## Extracted material:
(begin)
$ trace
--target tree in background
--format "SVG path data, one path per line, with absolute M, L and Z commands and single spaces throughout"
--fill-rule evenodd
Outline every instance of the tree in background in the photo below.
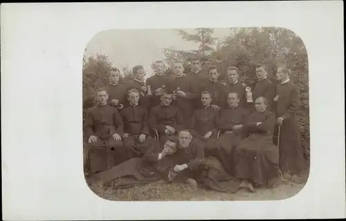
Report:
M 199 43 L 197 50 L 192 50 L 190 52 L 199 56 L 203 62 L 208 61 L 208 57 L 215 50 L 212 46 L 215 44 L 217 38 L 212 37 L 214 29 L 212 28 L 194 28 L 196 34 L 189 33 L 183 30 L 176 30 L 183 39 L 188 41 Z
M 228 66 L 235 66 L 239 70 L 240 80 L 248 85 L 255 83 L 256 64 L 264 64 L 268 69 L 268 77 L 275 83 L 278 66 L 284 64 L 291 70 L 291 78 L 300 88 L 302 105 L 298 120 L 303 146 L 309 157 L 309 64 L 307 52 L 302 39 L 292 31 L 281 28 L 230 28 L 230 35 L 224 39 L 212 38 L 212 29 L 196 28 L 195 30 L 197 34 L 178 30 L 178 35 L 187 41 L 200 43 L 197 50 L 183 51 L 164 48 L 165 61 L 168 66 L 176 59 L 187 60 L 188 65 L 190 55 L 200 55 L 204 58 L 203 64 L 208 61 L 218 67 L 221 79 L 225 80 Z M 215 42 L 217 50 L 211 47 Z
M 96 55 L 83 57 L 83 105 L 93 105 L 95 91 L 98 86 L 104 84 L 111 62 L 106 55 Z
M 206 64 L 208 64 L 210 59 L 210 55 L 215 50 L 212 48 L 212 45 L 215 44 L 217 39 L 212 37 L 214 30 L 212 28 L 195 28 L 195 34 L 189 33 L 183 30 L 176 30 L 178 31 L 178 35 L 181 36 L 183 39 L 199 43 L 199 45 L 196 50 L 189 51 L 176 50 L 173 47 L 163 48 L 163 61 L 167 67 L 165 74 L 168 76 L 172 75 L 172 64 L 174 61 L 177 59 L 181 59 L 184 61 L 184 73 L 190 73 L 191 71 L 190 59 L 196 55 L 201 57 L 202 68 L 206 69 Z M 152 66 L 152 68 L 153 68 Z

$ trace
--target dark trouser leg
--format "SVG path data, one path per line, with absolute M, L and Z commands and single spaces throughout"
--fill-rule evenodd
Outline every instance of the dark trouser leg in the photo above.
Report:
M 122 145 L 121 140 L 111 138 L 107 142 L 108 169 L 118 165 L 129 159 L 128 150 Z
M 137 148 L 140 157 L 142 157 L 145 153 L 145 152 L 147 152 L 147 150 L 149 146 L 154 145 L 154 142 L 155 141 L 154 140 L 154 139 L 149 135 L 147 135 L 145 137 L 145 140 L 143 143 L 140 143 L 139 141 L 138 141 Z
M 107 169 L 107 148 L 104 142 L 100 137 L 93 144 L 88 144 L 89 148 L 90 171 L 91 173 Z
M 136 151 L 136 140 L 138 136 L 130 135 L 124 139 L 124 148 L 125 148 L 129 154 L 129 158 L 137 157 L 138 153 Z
(end)
## Task objective:
Rewrite all the rows above, changing every "photo" to "image" and leaving everything else unchanged. Omit the pictures.

## Result:
$ trace
--target tree in background
--format "SVG path data, one path per line, with absolute M, L and Z commands and single spaces throughout"
--fill-rule evenodd
Outline every instance of the tree in background in the image below.
Report:
M 199 43 L 197 50 L 192 50 L 190 52 L 199 56 L 203 62 L 208 61 L 208 57 L 215 50 L 212 46 L 215 44 L 217 38 L 212 37 L 214 29 L 212 28 L 194 28 L 196 34 L 189 33 L 183 30 L 176 30 L 183 39 L 188 41 Z
M 228 66 L 235 66 L 239 70 L 240 80 L 248 85 L 255 83 L 256 64 L 264 64 L 268 69 L 268 77 L 275 83 L 278 66 L 284 64 L 291 70 L 291 78 L 300 88 L 302 105 L 298 120 L 303 146 L 309 157 L 309 64 L 307 52 L 302 39 L 292 31 L 281 28 L 230 28 L 230 35 L 224 39 L 212 38 L 212 29 L 196 28 L 195 30 L 197 34 L 178 30 L 178 35 L 187 41 L 200 43 L 197 50 L 183 51 L 164 48 L 165 61 L 168 66 L 176 59 L 187 60 L 188 65 L 190 55 L 200 55 L 204 58 L 203 64 L 208 61 L 218 67 L 221 79 L 225 80 Z M 215 42 L 217 50 L 211 47 Z
M 96 55 L 83 57 L 83 105 L 93 105 L 95 91 L 98 86 L 104 84 L 111 62 L 106 55 Z
M 206 64 L 208 64 L 210 59 L 210 55 L 215 50 L 212 48 L 212 45 L 215 44 L 217 39 L 212 37 L 214 30 L 212 28 L 195 28 L 195 34 L 189 33 L 183 30 L 176 30 L 178 31 L 178 35 L 181 36 L 183 39 L 199 43 L 199 45 L 196 50 L 189 51 L 176 50 L 173 47 L 163 48 L 163 61 L 167 67 L 165 74 L 168 76 L 172 75 L 172 64 L 174 61 L 177 59 L 181 59 L 184 61 L 184 73 L 190 73 L 191 71 L 190 59 L 196 55 L 201 57 L 202 68 L 206 69 Z M 152 66 L 152 68 L 153 68 Z

$ trace
--target dark trouser leg
--format "SVG path data, one path per line, with absolute M, L and Z commands and single spaces throughout"
--fill-rule evenodd
Outline every instance of the dark trouser leg in the image above.
Report:
M 122 145 L 121 140 L 111 138 L 107 142 L 108 169 L 118 165 L 129 159 L 128 150 Z
M 137 148 L 140 157 L 142 157 L 145 153 L 145 152 L 147 152 L 147 150 L 149 146 L 154 145 L 154 142 L 155 141 L 154 140 L 154 139 L 149 135 L 147 135 L 145 137 L 145 140 L 143 143 L 140 143 L 139 141 L 138 141 Z
M 107 169 L 107 148 L 104 142 L 100 137 L 93 144 L 88 144 L 89 148 L 90 171 L 91 173 Z
M 136 151 L 136 140 L 138 136 L 130 135 L 124 139 L 124 148 L 125 148 L 129 154 L 129 158 L 137 157 L 138 153 Z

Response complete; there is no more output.